- Grocery shopping has changed dramatically over the last century.
- Supermarkets first started emerging in the 1920s, forever altering how people shop for food.
- Photos show the shift from small stores to supermarkets in the US.
For most Americans who don't use Instacart, grocery shopping today probably doesn't look all that different from their childhoods — they may mourn the discontinued Dino Pebbles cereal or be grateful for the option to self-checkout, but the fundamentals aren't all that different.
Go back over 100 years, though, and many familiar features wouldn't be found. Many US city-dwellers relied on markets, peddlers, and small shops to get most of their goods. If they did pop into a grocery store, a clerk would wait on them, selecting each item from a shelf or back room.
Throughout the 1920s and '30s, food shopping started to change. Larger grocery stores started popping up around the country. At these new supermarkets, customers would pick out their own groceries, place them in their shopping cart, and haul them out to the parking lot. A decade earlier, all of that would have been unheard of.
Photos show how the US transitioned from small grocery stores to massive supermarkets.
Before grocery stores, US families went to a variety of shops to buy food.
Purchased food, as opposed to home-grown or homemade, was an increasing part of Americans' diet, especially for those who lived in cities during the late 1800s and early 1900s.
Stocking up on groceries "was — and was understood to be — difficult, time-consuming, and important work," historian Tracey Deutsch wrote in "Building a Housewife's Paradise: Gender, Politics, and American Grocery Stores in the Twentieth Century."
Shoppers, often women, would have to haggle over price. Availability could be inconsistent, so a seller might run out of a necessary ingredient, making meal planning difficult. Traipsing from one store to another could take up a substantial part of the day.

MATERIAL SUPPLIED:

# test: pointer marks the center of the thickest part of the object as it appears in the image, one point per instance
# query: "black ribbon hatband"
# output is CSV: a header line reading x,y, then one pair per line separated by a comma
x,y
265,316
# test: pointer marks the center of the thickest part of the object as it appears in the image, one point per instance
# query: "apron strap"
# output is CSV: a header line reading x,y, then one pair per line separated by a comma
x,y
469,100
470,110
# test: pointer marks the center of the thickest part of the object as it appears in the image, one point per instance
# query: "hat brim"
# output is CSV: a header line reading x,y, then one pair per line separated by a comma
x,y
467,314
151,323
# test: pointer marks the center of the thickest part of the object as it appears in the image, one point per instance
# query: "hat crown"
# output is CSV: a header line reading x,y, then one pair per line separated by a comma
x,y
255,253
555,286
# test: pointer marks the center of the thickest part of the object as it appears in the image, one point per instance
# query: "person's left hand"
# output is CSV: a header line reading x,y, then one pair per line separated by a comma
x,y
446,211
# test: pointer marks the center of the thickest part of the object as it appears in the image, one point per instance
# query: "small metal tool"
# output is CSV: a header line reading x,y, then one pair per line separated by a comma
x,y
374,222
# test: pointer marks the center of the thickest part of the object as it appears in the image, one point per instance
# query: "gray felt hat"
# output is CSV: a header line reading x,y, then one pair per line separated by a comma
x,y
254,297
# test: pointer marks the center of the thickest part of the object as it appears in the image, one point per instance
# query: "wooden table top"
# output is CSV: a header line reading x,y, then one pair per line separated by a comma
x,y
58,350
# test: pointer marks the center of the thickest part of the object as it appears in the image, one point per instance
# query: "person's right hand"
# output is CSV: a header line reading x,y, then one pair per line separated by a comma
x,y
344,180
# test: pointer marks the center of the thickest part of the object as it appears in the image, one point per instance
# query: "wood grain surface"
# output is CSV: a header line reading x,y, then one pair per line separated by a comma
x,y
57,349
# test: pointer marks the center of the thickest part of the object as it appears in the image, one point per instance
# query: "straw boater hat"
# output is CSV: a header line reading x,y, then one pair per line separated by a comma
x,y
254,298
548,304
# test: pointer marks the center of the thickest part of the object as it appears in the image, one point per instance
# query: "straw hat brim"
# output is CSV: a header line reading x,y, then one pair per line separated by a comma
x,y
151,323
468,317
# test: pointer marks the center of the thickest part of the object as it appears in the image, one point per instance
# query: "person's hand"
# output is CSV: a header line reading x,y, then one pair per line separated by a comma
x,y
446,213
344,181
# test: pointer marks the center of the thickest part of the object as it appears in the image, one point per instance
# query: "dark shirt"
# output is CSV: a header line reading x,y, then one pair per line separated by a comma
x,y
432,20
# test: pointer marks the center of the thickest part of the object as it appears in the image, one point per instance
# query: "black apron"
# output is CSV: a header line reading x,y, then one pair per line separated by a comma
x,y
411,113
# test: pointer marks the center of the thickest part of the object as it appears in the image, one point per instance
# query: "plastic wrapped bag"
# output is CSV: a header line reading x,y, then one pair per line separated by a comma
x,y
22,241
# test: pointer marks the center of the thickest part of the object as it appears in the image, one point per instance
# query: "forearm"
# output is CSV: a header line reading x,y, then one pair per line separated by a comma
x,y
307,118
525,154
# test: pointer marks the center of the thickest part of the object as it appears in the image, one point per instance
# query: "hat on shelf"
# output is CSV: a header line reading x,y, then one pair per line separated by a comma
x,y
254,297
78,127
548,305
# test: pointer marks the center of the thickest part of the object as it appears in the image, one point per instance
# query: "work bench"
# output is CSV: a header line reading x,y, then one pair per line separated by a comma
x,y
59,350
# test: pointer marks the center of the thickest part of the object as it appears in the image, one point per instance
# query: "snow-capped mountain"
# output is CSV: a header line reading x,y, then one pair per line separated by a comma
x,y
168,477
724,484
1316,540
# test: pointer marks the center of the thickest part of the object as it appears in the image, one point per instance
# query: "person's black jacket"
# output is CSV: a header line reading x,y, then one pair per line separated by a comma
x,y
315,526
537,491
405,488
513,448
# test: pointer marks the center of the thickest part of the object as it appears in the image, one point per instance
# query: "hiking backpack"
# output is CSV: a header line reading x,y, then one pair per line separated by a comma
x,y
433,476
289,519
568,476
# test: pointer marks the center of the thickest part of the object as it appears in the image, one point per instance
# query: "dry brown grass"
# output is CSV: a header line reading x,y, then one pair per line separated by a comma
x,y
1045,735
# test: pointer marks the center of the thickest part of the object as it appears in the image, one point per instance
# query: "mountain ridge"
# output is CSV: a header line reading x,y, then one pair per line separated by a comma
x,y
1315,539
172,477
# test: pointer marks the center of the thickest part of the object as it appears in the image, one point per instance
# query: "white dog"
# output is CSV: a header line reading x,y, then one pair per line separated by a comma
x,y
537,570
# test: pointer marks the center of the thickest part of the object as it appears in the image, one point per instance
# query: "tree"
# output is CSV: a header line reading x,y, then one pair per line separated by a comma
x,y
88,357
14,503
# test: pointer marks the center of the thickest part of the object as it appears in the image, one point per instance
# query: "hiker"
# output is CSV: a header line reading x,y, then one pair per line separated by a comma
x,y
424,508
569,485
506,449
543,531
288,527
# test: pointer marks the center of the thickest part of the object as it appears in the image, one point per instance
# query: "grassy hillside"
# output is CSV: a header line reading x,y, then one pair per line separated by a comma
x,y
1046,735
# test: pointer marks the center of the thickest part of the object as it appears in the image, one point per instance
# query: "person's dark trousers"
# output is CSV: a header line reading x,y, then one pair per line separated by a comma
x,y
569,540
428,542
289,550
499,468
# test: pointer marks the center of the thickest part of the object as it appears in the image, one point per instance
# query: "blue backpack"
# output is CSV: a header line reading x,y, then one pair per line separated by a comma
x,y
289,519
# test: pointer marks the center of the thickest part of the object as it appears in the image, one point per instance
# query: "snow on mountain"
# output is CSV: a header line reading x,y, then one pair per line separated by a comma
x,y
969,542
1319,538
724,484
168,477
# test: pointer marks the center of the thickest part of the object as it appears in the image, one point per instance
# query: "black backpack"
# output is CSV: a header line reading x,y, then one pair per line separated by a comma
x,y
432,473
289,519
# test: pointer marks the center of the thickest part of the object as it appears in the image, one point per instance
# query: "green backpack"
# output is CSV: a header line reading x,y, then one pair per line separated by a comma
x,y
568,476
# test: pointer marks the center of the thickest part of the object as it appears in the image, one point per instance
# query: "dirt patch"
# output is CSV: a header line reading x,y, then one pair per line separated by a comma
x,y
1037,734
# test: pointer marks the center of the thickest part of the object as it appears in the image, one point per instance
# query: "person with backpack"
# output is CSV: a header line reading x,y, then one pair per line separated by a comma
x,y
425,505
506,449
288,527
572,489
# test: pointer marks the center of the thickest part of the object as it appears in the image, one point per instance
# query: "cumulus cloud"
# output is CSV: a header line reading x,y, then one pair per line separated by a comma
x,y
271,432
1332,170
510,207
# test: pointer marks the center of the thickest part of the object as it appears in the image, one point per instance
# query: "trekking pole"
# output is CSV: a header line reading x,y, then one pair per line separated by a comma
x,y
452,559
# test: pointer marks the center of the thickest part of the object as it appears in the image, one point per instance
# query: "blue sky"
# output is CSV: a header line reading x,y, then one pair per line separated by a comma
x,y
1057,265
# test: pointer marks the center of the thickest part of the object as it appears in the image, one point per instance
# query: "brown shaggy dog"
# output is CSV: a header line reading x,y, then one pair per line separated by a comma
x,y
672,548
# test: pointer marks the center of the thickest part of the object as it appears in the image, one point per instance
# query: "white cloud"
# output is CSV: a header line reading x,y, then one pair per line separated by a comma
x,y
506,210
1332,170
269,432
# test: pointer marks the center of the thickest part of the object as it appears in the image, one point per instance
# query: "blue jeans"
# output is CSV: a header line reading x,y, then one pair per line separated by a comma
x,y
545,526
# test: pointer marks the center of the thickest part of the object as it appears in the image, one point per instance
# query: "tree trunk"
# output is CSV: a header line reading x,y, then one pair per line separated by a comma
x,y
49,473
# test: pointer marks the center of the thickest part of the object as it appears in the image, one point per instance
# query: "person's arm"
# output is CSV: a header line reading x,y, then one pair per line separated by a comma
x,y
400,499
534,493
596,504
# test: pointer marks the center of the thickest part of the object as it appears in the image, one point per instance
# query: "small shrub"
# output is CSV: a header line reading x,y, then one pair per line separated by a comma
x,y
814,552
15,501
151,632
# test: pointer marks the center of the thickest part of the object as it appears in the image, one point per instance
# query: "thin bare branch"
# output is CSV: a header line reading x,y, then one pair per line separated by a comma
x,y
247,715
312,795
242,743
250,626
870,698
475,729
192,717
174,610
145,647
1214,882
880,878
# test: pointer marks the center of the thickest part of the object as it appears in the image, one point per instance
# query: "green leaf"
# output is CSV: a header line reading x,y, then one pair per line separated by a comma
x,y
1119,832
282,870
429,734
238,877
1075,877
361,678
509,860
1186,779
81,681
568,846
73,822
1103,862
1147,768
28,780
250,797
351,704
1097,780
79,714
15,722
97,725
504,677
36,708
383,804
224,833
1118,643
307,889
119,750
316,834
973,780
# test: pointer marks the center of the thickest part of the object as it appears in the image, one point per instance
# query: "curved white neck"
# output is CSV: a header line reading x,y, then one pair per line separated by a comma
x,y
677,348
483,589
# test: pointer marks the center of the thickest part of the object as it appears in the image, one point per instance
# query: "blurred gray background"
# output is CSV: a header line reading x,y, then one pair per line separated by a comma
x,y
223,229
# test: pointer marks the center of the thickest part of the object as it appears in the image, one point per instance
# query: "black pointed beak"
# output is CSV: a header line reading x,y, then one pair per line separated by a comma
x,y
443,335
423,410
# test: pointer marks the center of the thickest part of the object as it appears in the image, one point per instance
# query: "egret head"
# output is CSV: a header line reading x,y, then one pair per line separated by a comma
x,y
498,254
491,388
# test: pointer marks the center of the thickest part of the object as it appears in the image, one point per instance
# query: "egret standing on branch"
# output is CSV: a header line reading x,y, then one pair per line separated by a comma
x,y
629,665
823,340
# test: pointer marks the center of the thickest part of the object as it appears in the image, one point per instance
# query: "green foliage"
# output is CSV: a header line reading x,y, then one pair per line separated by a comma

EXERCISE TASKS:
1. Rewrite the part of the grocery shopping text that opens with the words containing "Throughout the 1920s" and closes with "and early 1900s.", replacing "supermarkets" with "superstores".
2. According to the grocery shopping text, what sources did many US city-dwellers rely on to get most of their goods over 100 years ago?

PER-TASK OUTPUTS:
1.
Throughout the 1920s and '30s, food shopping started to change. Larger grocery stores started popping up around the country. At these new superstores, customers would pick out their own groceries, place them in their shopping cart, and haul them out to the parking lot. A decade earlier, all of that would have been unheard of.
Photos show how the US transitioned from small grocery stores to massive superstores.
Before grocery stores, US families went to a variety of shops to buy food.
Purchased food, as opposed to home-grown or homemade, was an increasing part of Americans' diet, especially for those who lived in cities during the late 1800s and early 1900s.

2.
- Markets
- Peddlers
- Small shops